Goal —
Format the rows below as a two-column CSV with the header instruction,output. Give one line per row, with the row's text and its answer each in a single quoted field and line breaks turned into spaces, and leave out the pictures.

Input data —
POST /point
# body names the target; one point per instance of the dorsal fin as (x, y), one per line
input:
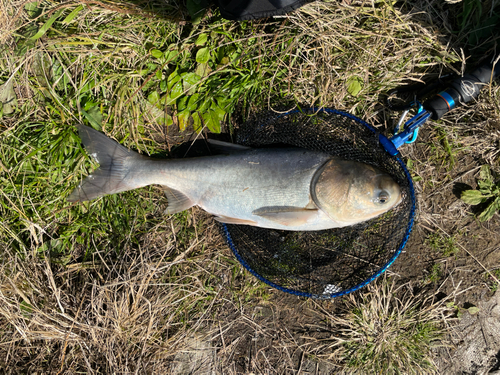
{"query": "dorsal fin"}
(226, 147)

Task result —
instruction,output
"POST /point # body names the target; one point per instance of the dorsal fin as (x, y), one per line input: {""query"": ""dorsal fin""}","(226, 147)"